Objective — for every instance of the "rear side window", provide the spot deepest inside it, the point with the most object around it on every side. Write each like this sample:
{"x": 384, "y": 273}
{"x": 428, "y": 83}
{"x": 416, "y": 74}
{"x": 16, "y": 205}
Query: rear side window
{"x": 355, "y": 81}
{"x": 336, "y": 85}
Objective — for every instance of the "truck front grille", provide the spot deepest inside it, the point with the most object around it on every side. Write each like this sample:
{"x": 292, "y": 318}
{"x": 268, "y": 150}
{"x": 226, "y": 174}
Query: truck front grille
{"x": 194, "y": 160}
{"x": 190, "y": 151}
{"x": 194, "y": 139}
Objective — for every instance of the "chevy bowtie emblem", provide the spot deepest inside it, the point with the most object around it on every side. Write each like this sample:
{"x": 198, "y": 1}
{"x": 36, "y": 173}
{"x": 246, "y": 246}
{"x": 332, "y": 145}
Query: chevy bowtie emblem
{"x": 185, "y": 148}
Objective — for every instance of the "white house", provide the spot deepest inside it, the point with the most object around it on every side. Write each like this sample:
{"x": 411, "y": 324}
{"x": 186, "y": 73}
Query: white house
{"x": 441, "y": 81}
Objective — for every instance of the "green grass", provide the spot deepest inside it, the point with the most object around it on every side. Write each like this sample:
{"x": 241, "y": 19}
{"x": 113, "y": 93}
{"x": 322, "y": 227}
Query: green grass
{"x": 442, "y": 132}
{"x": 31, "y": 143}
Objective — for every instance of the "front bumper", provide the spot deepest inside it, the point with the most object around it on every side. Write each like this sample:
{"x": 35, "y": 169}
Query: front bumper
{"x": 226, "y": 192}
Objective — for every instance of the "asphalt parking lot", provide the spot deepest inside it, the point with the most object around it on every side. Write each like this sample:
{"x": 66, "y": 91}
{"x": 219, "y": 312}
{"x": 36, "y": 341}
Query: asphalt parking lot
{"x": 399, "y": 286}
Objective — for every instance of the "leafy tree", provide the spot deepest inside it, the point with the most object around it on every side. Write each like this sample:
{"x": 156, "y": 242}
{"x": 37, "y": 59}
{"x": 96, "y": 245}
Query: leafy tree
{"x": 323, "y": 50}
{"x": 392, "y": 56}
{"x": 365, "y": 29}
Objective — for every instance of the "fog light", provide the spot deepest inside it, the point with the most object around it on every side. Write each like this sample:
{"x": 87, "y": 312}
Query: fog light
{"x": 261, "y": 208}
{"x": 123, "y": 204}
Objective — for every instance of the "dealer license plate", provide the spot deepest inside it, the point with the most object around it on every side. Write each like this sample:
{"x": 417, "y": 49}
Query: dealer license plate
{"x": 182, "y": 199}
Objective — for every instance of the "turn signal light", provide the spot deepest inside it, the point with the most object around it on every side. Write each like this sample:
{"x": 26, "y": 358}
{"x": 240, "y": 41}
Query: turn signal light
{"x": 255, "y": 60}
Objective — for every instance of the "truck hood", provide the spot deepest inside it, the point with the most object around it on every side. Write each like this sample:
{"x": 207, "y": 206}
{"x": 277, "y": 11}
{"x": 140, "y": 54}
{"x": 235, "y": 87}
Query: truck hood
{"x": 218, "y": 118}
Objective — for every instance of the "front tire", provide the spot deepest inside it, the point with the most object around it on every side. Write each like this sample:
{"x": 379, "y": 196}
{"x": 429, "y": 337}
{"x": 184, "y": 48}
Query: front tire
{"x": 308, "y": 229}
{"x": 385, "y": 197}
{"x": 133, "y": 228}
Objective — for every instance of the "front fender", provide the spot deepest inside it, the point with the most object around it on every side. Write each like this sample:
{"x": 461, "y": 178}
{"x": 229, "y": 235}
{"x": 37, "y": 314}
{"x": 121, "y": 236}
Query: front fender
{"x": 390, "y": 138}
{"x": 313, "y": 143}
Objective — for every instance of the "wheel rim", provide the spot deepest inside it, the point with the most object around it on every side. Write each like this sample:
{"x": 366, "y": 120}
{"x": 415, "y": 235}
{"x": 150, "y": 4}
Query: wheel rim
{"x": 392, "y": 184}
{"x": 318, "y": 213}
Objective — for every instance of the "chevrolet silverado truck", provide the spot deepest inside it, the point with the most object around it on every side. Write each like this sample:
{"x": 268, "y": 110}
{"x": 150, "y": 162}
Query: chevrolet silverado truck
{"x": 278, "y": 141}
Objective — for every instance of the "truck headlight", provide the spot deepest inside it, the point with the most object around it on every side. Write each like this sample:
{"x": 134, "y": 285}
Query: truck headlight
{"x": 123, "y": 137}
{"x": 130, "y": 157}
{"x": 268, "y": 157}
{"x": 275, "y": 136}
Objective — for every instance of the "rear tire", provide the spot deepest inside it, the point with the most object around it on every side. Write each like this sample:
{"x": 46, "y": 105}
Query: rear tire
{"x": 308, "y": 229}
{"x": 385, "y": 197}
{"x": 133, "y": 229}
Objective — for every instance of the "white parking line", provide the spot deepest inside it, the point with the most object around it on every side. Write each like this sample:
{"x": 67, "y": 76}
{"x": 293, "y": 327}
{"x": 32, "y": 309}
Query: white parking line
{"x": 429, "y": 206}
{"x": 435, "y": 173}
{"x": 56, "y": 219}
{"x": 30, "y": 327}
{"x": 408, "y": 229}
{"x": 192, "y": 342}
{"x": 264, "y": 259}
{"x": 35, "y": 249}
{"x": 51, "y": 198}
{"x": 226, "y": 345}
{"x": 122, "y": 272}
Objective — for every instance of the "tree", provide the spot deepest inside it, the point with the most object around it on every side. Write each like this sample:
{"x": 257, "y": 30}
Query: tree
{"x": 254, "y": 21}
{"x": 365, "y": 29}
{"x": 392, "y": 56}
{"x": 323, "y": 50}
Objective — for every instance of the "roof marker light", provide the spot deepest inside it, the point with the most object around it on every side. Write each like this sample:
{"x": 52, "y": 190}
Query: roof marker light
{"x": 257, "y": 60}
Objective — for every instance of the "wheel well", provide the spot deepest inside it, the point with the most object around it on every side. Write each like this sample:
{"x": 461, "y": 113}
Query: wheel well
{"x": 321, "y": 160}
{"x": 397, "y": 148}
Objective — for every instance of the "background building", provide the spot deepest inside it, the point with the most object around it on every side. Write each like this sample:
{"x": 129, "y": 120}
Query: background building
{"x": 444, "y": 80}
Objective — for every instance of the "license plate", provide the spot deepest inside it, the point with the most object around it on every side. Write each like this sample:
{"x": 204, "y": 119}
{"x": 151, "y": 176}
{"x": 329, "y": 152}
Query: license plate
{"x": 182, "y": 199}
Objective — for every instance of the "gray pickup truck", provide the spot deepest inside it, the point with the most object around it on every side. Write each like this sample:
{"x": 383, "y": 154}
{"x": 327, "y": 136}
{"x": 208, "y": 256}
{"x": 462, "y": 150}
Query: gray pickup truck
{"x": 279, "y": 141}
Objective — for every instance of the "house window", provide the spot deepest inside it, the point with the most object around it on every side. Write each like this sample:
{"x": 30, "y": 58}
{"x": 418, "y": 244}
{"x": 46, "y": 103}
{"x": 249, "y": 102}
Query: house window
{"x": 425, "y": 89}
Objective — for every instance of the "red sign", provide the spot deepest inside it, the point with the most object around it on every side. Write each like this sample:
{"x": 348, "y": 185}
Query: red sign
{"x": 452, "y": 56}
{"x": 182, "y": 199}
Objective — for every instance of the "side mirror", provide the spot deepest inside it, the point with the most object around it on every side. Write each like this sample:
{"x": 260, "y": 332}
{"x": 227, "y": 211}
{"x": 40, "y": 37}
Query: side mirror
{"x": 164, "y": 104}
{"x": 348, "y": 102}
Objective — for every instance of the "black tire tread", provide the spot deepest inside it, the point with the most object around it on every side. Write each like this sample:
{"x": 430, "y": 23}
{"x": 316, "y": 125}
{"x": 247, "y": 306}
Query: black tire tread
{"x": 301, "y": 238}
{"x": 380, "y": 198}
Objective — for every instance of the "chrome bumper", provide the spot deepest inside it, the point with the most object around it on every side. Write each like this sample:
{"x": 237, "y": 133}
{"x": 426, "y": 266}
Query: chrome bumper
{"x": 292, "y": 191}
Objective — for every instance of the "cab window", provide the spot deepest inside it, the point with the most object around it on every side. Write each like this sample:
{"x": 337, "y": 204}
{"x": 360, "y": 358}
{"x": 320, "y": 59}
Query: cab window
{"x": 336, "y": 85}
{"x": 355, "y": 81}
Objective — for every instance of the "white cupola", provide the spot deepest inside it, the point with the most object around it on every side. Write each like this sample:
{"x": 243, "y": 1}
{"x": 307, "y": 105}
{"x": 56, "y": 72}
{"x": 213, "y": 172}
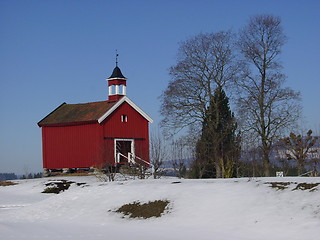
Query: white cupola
{"x": 117, "y": 84}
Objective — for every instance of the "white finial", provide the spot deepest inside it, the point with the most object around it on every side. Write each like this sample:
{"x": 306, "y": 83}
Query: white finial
{"x": 117, "y": 58}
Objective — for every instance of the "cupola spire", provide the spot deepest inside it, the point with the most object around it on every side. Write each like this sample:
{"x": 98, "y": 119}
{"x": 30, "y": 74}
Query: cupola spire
{"x": 116, "y": 83}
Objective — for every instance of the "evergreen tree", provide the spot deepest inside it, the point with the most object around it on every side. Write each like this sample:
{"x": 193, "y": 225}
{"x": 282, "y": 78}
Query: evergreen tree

··········

From the data above, copy every line where "evergreen" appears.

Objective — for every instance of the "evergreen tree", provide the spot deepest inside it, the point with the most object around it on every side. Write each like this sample:
Query: evergreen tree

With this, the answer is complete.